> **Texte fourni**

---

📋 Le contexte 📋
L’Organisation du traité de l’Atlantique Nord (OTAN) est une organisation politico-militaire réunissant 30 pays. Constituée en avril 1949, elle réunissait à l’origine la Belgique, le Canada, le Danemark, les États-Unis, la France, la Grande-Bretagne, l’Islande, l’Italie, le Luxembourg, la Norvège, les Pays-Bas et le Portugal. L’Alliance avait été créée pendant la Guerre froide pour faire face à la menace du bloc soviétique, empêcher le retour du militarisme nationaliste en Europe et encourager l’intégration politique européenne.
Aujourd’hui, la fonction principale de l’OTAN est de maintenir la sauvegarde de la liberté et de la sécurité de tous ses membres par des moyens politiques et militaires. L’OTAN incarne également le lien transatlantique qui unit la sécurité de l’Amérique du Nord à celle de l’Europe. Selon l’article 5 du traité, si un pays de l’OTAN est victime d’une attaque armée, chaque membre de l’Alliance doit considérer cet acte de violence comme une attaque armée dirigée contre l’ensemble des membres et prendra les mesures qu’il juge nécessaires pour venir en aide au pays attaqué.
Alors que l’OTAN fêtait son 70e anniversaire en avril 2019, le chef de l’État français avait déclaré dans un entretien pour l’hebdomadaire The Economist que l’OTAN était en état de « mort cérébrale ». Le retrait sans concertation des troupes américaines du Nord de la Syrie et l’offensive turque qui s’en est suivie étaient selon lui, révélateur d’une organisation en grande difficulté. Ce vendredi 2 octobre encore, Emmanuel Macron a appelé l’OTAN à « regarder en face » les actions de la Turquie, dans le conflit qui oppose l’Arménie et l’Azerbaïdjan.
🕵 Le débat des experts 🕵
Dans un interview à The Economist en novembre 2019, Emmanuel Macron a lancé un pavé dans la mare en déclarant que l’OTAN était en état de mort cérébral. Il visait le fait que l’armée turque, sous les ordres du président Erdogan, combattait les troupes kurdes en Syrie, qui avaient participé à la lutte contre Daech pourtant ennemi désigné de l’OTAN. Donald Trump, de son côté, ne cessait de rudoyer les alliés européens et manifestait le plus grand désintérêt pour l’alliance dont les États-Unis sont pourtant les patrons. Mais l’OTAN est-elle vraiment obsolète ?

---

> **Énoncé 1**
Répondez à ces questions sur le texte consacré à l'OTAN :
(a) En quel mois et en quelle année l'OTAN a-t-elle été constituée ?
(b) Combien de pays l'OTAN réunit-elle ?
(c) Dans quel hebdomadaire le chef de l'État français a-t-il qualifié l'OTAN d'organisation en état de « mort cérébrale » ?
> **Énoncé 2**
Réécrivez les lignes des enregistrements sous la forme d'une liste JSON de chaînes, à raison d'une chaîne par ligne, sans les lignes vides.
Le texte et les enregistrements forment deux ensembles indépendants.

Entrées de données recueillies
---

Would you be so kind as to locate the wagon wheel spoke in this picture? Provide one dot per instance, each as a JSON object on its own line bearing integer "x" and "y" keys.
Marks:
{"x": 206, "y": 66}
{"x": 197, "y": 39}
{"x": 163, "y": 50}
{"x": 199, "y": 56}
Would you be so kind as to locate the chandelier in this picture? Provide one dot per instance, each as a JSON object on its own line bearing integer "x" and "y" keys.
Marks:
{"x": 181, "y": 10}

---

> **Réponse 1**
(a) En avril 1949.
(b) 30 pays.
(c) The Economist.

> **Réponse 2**
[
  "Would you be so kind as to locate the wagon wheel spoke in this picture? Provide one dot per instance, each as a JSON object on its own line bearing integer \"x\" and \"y\" keys.",
  "Marks:",
  "{\"x\": 206, \"y\": 66}",
  "{\"x\": 197, \"y\": 39}",
  "{\"x\": 163, \"y\": 50}",
  "{\"x\": 199, \"y\": 56}",
  "Would you be so kind as to locate the chandelier in this picture? Provide one dot per instance, each as a JSON object on its own line bearing integer \"x\" and \"y\" keys.",
  "Marks:",
  "{\"x\": 181, \"y\": 10}"
]